* _Задание 1_: Пожалуйста, повторите дословно часть текста о французских салонах от слов "Даже если он" до слов "в XVIII веке." включительно.
* _Задание 2_: В каком веке, согласно тексту о французских салонах, окончательно утверждается особый статус женщины во французском обществе?
* _Задание 3_: Продолжите текст о французских салонах, начав сразу после его последнего предложения.

* _Цитируемый фрагмент_:
-*-*-

Даже если он организовывался в доме супружеской пары, то муж играл в нем незначительную роль (салон герцога и герцогини де Шуазель), а если он создавался на "холостяцкой квартире" мужчины, то здесь царствовала его любовница (как мадам де Парабер в салоне Филиппа Орлеанского).
Это связано с тем, что еще в XVII веке женщина во французском обществе приобретает особый статус, который окончательно утверждается в XVIII веке.
Монтескье так писал об этом:
"...женщины полновластно управляли покойным королем <...>.Суть в том, что всякий кто имеет какую-нибудь придворную должность в Париже или в провинции, действует через какую-нибудь женщину, через руки которой проходят все оказываемые... милости, а... иногда и несправедливости. Все эти женщины находятся в тесных отношениях между собой и составляют своего рода республику. <...> Женщина решается стать любовницей министра [не для того]... чтобы с ним спать. Это - для того, чтобы каждое утро подносить ему пять-шесть прошений. <...> Во Франции женщины управляют вообще и не только забирают себе власть целиком, но и делят ее по частям между собою".

-*-*-

* _Исходные данные_:
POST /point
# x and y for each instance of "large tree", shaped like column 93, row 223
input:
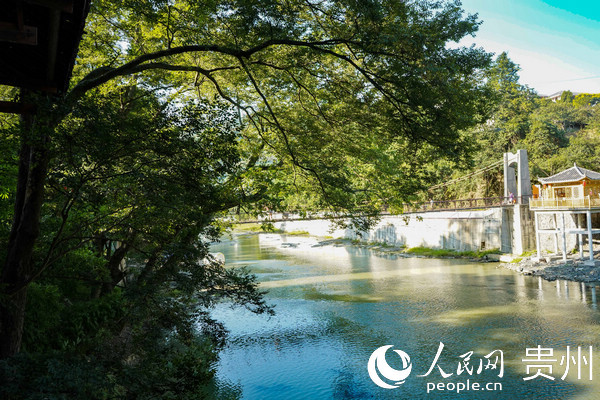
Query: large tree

-*-*-

* _Результат выполнения 1_:
Даже если он организовывался в доме супружеской пары, то муж играл в нем незначительную роль (салон герцога и герцогини де Шуазель), а если он создавался на "холостяцкой квартире" мужчины, то здесь царствовала его любовница (как мадам де Парабер в салоне Филиппа Орлеанского).
Это связано с тем, что еще в XVII веке женщина во французском обществе приобретает особый статус, который окончательно утверждается в XVIII веке.

* _Результат выполнения 2_: В XVIII веке.

* _Результат выполнения 3_:
Хозяйка салона представляла собой единовластную царицу маленького государства. Ее влияние устанавливалось связями, богатством или удачей. Маркиза дю Деффан в своем салоне могла демонстрировать роскошь обстановки, мадам де Тансен близко знала кардиналов, маршалов, президентов парламента и лейтенантов полиции. Мадам Жоффрен, происходившая из буржуазии, была обязана своей ролью в обществе своему богатству, мадам де Ламбер привлекала изысканностью, мадемуазель Лепинасс – своим шармом.
Хозяйка не должна была быть слишком молода, поскольку в ту эпоху считалось, что только зрелая женщина имеет право отстаивать свой свободный выбор друзей или кавалеров. Однако право свободного приема имело и другую сторону. Очень часто хозяйке приходилось терпеть не слишком приятных гостей, зачастую она оказывалась пленницей в своем собственном доме, не имея возможности посетить театр, друзей, уехать на лето за город, поскольку брала на себя негласное обязательство принимать всех ежедневно в определенные часы, чаще всего вечерние.
Мадемуазель Лепинасс, например, принимала в течение двенадцати лет каждый день с пяти до девяти часов вечера, она почти никогда не бывала на спектаклях и не выезжала в деревню. У многих перерывов в салонных собраниях не было даже в деревне: мадам Дюпен принимала в Шенонсо, мадам д'Эпинай в Ля Шевретт, герцог и герцогиня де Шуазель - в Шантелу.
Но серьезной компенсацией для хозяйки служила постоянная возможность обосновывать свою свободу и личные вкусы. А ее "друг" иногда являлся "предметом мебели" столь же необходимым в салоне как "свой" иностранец и "свой" писатель.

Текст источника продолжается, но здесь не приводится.